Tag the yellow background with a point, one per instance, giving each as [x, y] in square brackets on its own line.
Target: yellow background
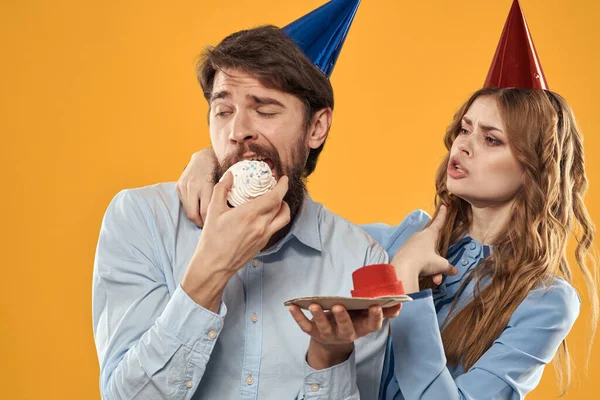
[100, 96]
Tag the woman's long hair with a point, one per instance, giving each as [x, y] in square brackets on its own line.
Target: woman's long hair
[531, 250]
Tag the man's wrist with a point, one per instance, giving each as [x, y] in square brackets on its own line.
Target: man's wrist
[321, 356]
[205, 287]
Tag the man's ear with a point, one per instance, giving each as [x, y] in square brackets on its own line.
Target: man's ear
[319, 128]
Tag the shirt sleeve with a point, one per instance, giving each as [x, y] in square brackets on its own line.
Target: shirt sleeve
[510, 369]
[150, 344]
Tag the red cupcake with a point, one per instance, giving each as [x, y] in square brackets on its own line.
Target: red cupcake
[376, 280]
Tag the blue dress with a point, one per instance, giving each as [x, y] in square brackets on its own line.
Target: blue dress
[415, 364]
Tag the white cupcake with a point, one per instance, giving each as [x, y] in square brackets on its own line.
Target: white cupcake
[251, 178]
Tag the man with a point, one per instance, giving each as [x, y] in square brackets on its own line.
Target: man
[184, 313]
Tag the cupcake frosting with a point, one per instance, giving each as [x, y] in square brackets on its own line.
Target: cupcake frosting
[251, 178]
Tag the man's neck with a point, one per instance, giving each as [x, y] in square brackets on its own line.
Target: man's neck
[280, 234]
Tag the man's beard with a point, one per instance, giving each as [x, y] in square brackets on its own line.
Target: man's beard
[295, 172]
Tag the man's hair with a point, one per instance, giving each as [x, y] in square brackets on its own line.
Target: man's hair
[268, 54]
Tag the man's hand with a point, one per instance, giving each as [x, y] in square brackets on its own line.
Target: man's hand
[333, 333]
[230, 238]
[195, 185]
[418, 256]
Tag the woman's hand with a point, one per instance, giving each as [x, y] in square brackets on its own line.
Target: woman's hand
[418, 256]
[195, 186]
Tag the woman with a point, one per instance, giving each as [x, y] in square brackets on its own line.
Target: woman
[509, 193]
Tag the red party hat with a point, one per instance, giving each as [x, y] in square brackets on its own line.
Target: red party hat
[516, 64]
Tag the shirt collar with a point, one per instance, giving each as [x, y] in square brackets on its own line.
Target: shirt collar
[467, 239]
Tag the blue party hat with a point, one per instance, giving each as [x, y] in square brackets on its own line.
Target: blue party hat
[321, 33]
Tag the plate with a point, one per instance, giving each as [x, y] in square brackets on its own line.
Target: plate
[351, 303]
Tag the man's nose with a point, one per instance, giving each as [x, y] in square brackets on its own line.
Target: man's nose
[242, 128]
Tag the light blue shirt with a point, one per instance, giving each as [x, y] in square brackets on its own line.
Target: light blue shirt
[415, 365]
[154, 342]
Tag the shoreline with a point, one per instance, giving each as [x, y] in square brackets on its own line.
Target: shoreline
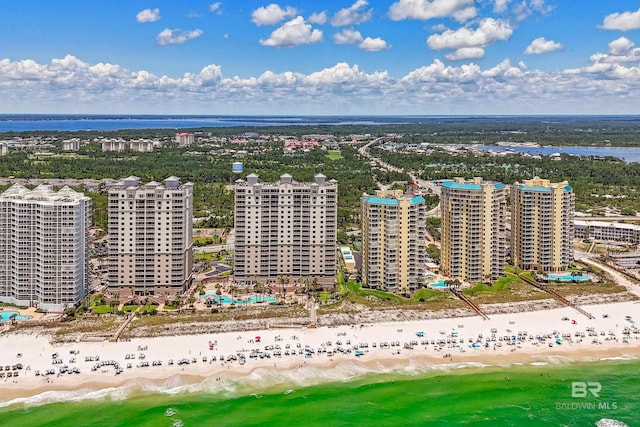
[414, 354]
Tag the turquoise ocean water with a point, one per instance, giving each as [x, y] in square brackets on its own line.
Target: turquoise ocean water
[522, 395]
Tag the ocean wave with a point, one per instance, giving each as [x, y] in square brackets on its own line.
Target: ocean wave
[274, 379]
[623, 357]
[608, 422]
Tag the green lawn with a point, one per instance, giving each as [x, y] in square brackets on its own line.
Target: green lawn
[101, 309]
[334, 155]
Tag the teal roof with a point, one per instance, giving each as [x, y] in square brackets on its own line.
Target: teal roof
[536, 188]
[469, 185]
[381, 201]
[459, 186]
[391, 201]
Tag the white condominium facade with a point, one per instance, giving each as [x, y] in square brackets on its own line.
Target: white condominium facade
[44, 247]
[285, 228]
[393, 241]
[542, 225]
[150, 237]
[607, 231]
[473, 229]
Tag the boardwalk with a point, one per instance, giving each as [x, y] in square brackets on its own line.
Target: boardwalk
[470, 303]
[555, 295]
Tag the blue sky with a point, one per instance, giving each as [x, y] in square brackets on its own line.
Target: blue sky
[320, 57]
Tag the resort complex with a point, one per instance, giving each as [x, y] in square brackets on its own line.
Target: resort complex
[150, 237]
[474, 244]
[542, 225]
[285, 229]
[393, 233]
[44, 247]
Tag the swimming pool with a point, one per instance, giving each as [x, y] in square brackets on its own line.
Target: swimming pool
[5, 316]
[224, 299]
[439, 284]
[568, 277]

== Your objective ==
Reproduce exactly and only the lines from the line that contains "Tag the shoreline" to the end of the data above, both ends included. No pictures go in the copy.

== The reply ==
Tag the shoreline with a point, one per instance, giving each as [x, y] in square brackets on its own line.
Target: shoreline
[414, 354]
Tag the turquoise ocean water with a point, one per instance, giving each as [x, y] in square brackets on its own line.
Target: turquoise ocean water
[522, 395]
Tag the ocean wave with a point, one per instance, giving each as [x, y] in square brackets on its own line.
Target: ocean wave
[274, 379]
[623, 357]
[608, 422]
Tag the green lawn with a point, one per instance, giving each as [x, y] in square brackets on its own line.
Target: green lawn
[101, 309]
[334, 155]
Tag the teal roof with a point, one per instance, giving each as [x, y] in square brackets on its own line.
Target: teal roof
[536, 188]
[469, 185]
[381, 201]
[459, 186]
[391, 201]
Tag the white condominium facade with a point, one per instance, giving each as [x, y] in square brackets on its own line.
Target: white condominium facade
[44, 247]
[285, 228]
[393, 241]
[542, 225]
[150, 237]
[607, 231]
[473, 229]
Tag the boardwalk with a point, one per instance, giving each as [x, y] in square brackets on its own line.
Target: boardwalk
[470, 303]
[555, 295]
Tag the blue sky with a point, one per instance, giving each as [x, y] in square brackets on its own line.
Target: blue sky
[320, 57]
Tag the resort complex with a point, one per instance, giving each as [x, y] in square brackets on its own line.
Target: resort complex
[150, 237]
[474, 244]
[542, 225]
[285, 229]
[393, 233]
[44, 247]
Tag the swimming pool with a point, one per instance, giving each as [x, y] in square brackets on its own line.
Target: swimming pool
[5, 316]
[224, 299]
[439, 284]
[568, 277]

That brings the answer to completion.